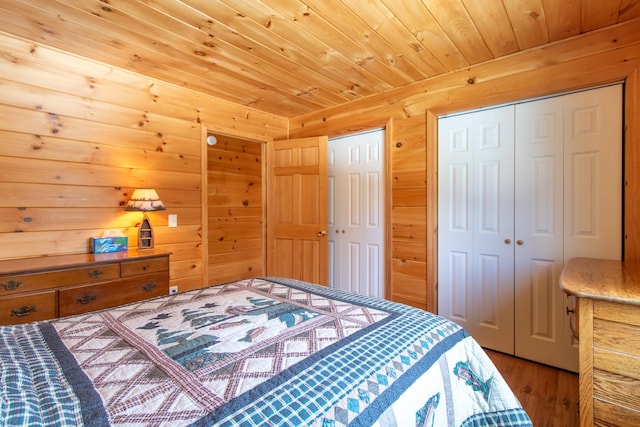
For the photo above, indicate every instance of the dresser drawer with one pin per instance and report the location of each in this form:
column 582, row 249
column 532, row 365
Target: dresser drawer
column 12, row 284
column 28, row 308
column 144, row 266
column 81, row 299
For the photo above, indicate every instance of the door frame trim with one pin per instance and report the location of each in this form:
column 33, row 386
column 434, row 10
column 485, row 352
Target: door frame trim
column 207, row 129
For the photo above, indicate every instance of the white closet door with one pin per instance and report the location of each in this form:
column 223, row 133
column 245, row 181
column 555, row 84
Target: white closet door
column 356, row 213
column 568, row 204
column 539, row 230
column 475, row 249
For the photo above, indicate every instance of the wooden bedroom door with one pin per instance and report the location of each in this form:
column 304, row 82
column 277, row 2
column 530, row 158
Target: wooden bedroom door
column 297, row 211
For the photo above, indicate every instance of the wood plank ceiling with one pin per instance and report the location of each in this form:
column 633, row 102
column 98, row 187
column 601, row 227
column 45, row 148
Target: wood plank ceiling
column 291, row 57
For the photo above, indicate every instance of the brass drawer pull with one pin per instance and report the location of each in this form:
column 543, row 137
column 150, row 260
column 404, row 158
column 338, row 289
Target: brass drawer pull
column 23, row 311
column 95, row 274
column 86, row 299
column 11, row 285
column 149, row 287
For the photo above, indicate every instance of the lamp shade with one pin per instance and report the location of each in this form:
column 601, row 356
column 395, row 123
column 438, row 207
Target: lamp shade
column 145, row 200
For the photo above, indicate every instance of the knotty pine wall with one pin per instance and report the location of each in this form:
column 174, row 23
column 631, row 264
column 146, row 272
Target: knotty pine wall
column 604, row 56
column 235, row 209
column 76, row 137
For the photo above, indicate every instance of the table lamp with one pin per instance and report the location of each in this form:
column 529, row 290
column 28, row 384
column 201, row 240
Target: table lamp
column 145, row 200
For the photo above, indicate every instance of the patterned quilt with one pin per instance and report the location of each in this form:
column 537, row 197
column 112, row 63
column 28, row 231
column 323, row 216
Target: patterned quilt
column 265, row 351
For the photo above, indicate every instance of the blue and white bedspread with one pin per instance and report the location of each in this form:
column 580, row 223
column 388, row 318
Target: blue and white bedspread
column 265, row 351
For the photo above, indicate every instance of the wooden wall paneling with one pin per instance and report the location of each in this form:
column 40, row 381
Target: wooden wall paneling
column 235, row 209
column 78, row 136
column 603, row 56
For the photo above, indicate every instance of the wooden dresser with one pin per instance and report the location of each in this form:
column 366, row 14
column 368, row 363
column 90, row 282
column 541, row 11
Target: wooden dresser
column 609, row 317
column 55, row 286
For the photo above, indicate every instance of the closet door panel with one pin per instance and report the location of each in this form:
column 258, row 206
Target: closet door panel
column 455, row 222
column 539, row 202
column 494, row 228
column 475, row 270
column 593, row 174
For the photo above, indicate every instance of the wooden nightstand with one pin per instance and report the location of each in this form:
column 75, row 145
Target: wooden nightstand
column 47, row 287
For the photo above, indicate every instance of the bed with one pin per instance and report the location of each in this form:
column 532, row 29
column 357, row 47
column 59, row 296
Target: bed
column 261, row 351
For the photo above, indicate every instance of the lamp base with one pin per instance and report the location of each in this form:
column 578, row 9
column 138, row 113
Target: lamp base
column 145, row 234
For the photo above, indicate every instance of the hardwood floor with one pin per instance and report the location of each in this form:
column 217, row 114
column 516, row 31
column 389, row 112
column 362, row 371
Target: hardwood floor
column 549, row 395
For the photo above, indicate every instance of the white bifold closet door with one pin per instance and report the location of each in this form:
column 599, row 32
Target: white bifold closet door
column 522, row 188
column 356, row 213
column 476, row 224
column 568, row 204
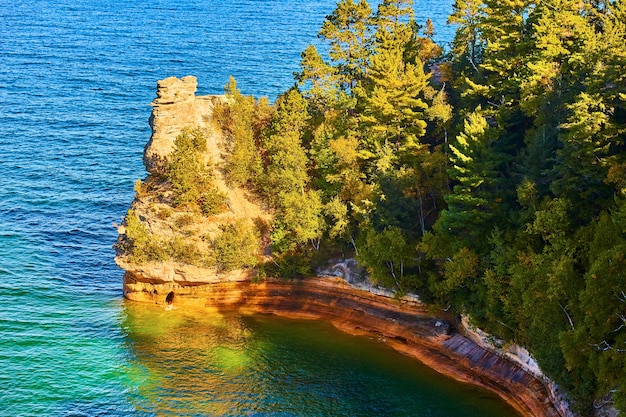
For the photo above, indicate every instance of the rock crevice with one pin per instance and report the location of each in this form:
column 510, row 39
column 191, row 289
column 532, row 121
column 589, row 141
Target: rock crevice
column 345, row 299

□ □ □ □

Convert every line of the listing into a Markdown table with the columns Row and Line, numbering each row and omitting blank lines. Leave the pictures out of the answer.

| Row | Line |
|---|---|
| 1 | For the photo above, indicate every instance of the dresser drawer with one pin per instance and report the location of each in this form: |
| 2 | column 582, row 249 |
| 3 | column 532, row 365 |
| 4 | Target: dresser drawer |
| 5 | column 12, row 284 |
| 6 | column 28, row 308 |
| 7 | column 144, row 266 |
| 8 | column 81, row 299 |
| 9 | For the photo above, indicate every instance of the door frame trim with one pin per instance and report the location of each in this form: |
| 10 | column 33, row 386 |
| 11 | column 434, row 10 |
| 12 | column 485, row 352 |
| 13 | Target: door frame trim |
| 14 | column 207, row 129 |
| 15 | For the photo above, indicate every instance of the white closet door with one pin per instance and report the location of each in this form: |
| 16 | column 223, row 133 |
| 17 | column 245, row 181 |
| 18 | column 555, row 84 |
| 19 | Target: white closet door |
| 20 | column 356, row 213 |
| 21 | column 568, row 204 |
| 22 | column 539, row 230 |
| 23 | column 475, row 249 |
| 24 | For the photo above, indicate every instance of the wooden bedroom door with one pin per instance and report the location of each in this form: |
| 25 | column 304, row 82 |
| 26 | column 277, row 2 |
| 27 | column 530, row 158 |
| 28 | Target: wooden bedroom door |
| 29 | column 297, row 211 |
| 30 | For the photo above, indicate every instance of the wood plank ceiling with one pin per instance and report the location of each in this form: |
| 31 | column 633, row 102 |
| 32 | column 98, row 187 |
| 33 | column 601, row 227 |
| 34 | column 45, row 148 |
| 35 | Target: wood plank ceiling |
| 36 | column 291, row 57 |
| 37 | For the photo above, indicate every instance of the brass drawer pull with one pin per instance and report the location of each in this form: |
| 38 | column 543, row 137 |
| 39 | column 150, row 260 |
| 40 | column 404, row 158 |
| 41 | column 338, row 289 |
| 42 | Target: brass drawer pull |
| 43 | column 23, row 311 |
| 44 | column 95, row 274 |
| 45 | column 86, row 299 |
| 46 | column 11, row 285 |
| 47 | column 149, row 287 |
| 48 | For the photo above, indicate every instance of the lamp shade with one pin per instance and report the location of each in this form: |
| 49 | column 601, row 356 |
| 50 | column 395, row 123 |
| 51 | column 438, row 207 |
| 52 | Target: lamp shade |
| 53 | column 145, row 200 |
| 54 | For the photo above, indicate every instance of the knotty pine wall with one pin per instance and report the location of each in this form: |
| 55 | column 174, row 23 |
| 56 | column 631, row 264 |
| 57 | column 146, row 272 |
| 58 | Target: knotty pine wall |
| 59 | column 604, row 56 |
| 60 | column 235, row 209 |
| 61 | column 76, row 137 |
| 62 | For the photo above, indicate every instance of the table lamp with one pin per instance and report the location of each in this form: |
| 63 | column 529, row 290 |
| 64 | column 28, row 384 |
| 65 | column 201, row 240 |
| 66 | Target: table lamp |
| 67 | column 145, row 200 |
| 68 | For the photo above, indicate every instance of the patterned quilt with one pin per instance and report the location of each in this form: |
| 69 | column 537, row 197 |
| 70 | column 112, row 63 |
| 71 | column 28, row 231 |
| 72 | column 323, row 216 |
| 73 | Target: patterned quilt |
| 74 | column 265, row 351 |
| 75 | For the photo above, indicate every instance of the blue and white bedspread with one pin per instance and report the location of each in this form: |
| 76 | column 580, row 223 |
| 77 | column 388, row 318 |
| 78 | Target: blue and white bedspread |
| 79 | column 265, row 351 |
| 80 | For the photo above, indicate every instance of the wooden wall paneling with one pin per instance and report the location of each in this form: |
| 81 | column 40, row 381 |
| 82 | Target: wooden wall paneling |
| 83 | column 235, row 209 |
| 84 | column 78, row 136 |
| 85 | column 603, row 56 |
| 86 | For the photo above, indicate every instance of the wooden dresser with one pin per instance and report the location of each in this form: |
| 87 | column 366, row 14 |
| 88 | column 368, row 363 |
| 89 | column 90, row 282 |
| 90 | column 541, row 11 |
| 91 | Target: wooden dresser |
| 92 | column 609, row 317 |
| 93 | column 55, row 286 |
| 94 | For the photo above, indicate every instance of the closet door panel with one pin per instance and report the location of each in this form: |
| 95 | column 258, row 206 |
| 96 | Target: closet door panel |
| 97 | column 455, row 222 |
| 98 | column 539, row 202 |
| 99 | column 494, row 228 |
| 100 | column 475, row 270 |
| 101 | column 593, row 174 |
| 102 | For the photo above, indicate every instance of the wooden nightstand with one pin per instance and report the location of each in this form: |
| 103 | column 75, row 145 |
| 104 | Target: wooden nightstand |
| 105 | column 47, row 287 |
| 106 | For the photo above, indicate every instance of the bed with one pin per instance and report the location of each in this form: |
| 107 | column 532, row 29 |
| 108 | column 357, row 47 |
| 109 | column 59, row 296 |
| 110 | Target: bed |
| 111 | column 261, row 351 |
| 112 | For the photo above, indicate every instance of the lamp base with one pin per instance and report the location of each in this form: |
| 113 | column 578, row 9 |
| 114 | column 138, row 113 |
| 115 | Target: lamp base |
| 116 | column 145, row 234 |
| 117 | For the photo above, indicate every instance of the hardwood floor with one pin per instance and report the location of each in this form: |
| 118 | column 217, row 114 |
| 119 | column 516, row 31 |
| 120 | column 389, row 112 |
| 121 | column 362, row 371 |
| 122 | Target: hardwood floor |
| 123 | column 549, row 395 |
| 124 | For the photo above, indicate every instance of the white bifold closet door with one pin per instance and report the location of each in this form: |
| 125 | column 599, row 32 |
| 126 | Target: white bifold closet door |
| 127 | column 522, row 188 |
| 128 | column 356, row 213 |
| 129 | column 476, row 224 |
| 130 | column 568, row 204 |
| 131 | For the photo above, indicate every instance of the rock crevice with one pin per instance and report the location of each in this form: |
| 132 | column 510, row 39 |
| 133 | column 191, row 289 |
| 134 | column 532, row 121 |
| 135 | column 589, row 141 |
| 136 | Target: rock crevice |
| 137 | column 345, row 299 |